* TE DOEN: Kun je alleen alles vanaf de regel met "of the pink" tot en met het einde van de vermeldingen opnieuw geven, beide grenzen inbegrepen? Vermenigvuldig daarbij elke coördinaat in de antwoorden met 0,3 en rond af op hele getallen, waarbij je halven naar boven afrondt.

### INHOUD DATASET ###

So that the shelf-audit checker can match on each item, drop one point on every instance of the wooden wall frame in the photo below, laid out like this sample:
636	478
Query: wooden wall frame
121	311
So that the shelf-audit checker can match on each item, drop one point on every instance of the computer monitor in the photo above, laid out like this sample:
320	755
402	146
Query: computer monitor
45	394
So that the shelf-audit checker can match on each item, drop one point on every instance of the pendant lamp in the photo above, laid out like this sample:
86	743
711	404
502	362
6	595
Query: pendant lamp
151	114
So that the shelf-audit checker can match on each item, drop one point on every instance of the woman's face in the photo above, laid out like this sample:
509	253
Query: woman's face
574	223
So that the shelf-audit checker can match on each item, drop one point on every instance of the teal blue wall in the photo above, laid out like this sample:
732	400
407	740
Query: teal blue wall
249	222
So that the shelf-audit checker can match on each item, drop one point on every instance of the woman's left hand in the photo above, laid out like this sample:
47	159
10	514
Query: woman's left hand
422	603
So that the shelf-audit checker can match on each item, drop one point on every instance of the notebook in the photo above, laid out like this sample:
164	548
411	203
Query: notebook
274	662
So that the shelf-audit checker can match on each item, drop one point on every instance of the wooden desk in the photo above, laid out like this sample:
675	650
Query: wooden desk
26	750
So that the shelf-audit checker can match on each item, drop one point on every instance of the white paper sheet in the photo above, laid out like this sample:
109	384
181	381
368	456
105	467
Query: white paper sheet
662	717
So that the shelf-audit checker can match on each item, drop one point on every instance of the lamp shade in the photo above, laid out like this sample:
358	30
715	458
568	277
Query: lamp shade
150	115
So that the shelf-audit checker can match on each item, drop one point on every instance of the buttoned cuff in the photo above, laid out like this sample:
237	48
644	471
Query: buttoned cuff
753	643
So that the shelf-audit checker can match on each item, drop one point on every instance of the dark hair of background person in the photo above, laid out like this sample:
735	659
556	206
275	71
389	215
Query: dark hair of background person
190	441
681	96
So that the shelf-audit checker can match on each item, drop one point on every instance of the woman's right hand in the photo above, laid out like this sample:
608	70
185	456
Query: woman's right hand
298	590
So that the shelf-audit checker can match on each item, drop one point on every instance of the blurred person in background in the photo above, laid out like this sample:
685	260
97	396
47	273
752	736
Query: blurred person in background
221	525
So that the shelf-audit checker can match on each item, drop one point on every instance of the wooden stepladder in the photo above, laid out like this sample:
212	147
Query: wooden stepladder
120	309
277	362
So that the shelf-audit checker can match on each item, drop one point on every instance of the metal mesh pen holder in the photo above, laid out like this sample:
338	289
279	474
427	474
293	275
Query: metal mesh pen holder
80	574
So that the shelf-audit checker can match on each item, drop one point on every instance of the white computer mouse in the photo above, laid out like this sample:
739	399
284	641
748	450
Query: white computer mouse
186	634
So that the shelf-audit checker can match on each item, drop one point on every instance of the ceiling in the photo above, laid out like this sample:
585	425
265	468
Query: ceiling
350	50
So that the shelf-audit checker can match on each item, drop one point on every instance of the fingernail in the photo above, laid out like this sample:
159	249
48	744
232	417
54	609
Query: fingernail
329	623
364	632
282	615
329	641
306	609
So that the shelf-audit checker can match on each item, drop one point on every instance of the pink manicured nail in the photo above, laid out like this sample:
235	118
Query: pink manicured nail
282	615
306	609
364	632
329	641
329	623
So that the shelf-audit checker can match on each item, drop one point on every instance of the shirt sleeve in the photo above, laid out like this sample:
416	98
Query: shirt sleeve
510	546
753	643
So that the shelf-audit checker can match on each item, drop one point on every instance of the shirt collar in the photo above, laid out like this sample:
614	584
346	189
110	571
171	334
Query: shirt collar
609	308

###

* RESULTAAT OEFENING:
So that the shelf-audit checker can match on each item, drop one point on every instance of the pink manicured nail in the photo above, laid out like this sample:
235	118
Query: pink manicured nail
85	185
92	183
109	190
99	192
99	187
So that the shelf-audit checker can match on each item, drop one point on every instance of the shirt sleeve in the photo above, laid out like this sample:
416	98
Query: shirt sleeve
153	164
226	193
So that the shelf-audit checker can match on each item, drop one point on every instance of the shirt collar in the photo above, laid out like this sample:
614	584
346	189
110	571
171	334
Query: shirt collar
183	92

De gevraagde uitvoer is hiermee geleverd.